Work to be completed ▸ On how many lines of the records below does the string "black" appear? Reply with only the number.

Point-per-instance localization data
◆ ◆ ◆
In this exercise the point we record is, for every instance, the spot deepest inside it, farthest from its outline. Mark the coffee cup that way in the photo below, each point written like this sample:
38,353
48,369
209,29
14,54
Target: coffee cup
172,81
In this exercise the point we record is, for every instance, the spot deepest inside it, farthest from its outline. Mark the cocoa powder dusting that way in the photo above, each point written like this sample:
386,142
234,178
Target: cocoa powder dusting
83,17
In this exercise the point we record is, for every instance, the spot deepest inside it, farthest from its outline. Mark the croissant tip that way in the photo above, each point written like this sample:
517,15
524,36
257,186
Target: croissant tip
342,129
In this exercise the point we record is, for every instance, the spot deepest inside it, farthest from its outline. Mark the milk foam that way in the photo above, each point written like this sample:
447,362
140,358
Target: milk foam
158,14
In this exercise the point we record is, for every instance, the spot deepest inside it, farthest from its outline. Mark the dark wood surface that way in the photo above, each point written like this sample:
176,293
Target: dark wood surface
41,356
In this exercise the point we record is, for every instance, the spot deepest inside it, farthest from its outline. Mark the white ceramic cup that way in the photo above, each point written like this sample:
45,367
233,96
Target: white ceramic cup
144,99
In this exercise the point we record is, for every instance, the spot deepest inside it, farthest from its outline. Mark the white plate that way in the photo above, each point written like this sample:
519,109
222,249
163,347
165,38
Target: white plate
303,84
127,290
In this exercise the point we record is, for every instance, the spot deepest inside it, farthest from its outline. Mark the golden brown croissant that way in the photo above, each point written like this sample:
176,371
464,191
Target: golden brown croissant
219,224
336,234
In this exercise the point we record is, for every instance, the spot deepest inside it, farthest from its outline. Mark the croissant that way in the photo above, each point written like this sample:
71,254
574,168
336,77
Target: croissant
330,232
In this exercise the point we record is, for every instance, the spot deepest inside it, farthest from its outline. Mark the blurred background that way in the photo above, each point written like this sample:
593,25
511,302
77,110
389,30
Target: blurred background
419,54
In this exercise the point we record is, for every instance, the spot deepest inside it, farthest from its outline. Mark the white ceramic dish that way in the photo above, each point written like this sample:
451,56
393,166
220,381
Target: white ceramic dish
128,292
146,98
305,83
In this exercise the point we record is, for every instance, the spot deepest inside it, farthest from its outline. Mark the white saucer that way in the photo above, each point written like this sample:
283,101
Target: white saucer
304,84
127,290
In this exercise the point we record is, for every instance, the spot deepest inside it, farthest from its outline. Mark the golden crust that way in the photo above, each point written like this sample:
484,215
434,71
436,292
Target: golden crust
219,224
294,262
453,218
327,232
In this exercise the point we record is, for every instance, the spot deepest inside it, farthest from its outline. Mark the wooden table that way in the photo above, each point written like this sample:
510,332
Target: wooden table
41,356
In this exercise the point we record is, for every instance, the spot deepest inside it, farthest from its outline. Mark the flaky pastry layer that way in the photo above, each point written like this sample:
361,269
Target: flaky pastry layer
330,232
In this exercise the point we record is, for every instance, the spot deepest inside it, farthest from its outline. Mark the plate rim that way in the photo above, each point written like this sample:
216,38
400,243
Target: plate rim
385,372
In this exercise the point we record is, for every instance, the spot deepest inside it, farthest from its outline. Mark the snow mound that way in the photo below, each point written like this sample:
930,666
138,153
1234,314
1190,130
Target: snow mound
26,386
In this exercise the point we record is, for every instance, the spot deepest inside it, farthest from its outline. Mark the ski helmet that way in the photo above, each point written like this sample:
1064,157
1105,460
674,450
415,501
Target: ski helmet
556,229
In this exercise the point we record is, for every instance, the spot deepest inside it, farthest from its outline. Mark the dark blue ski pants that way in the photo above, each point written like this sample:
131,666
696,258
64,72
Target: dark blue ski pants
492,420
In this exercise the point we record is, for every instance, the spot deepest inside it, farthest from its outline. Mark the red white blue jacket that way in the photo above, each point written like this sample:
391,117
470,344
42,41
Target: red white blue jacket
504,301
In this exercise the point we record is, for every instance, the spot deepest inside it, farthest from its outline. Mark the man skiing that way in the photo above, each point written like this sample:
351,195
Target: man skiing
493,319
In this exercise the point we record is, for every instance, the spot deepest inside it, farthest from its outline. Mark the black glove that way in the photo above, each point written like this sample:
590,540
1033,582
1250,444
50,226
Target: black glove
◆ ◆ ◆
Solution ▸ 2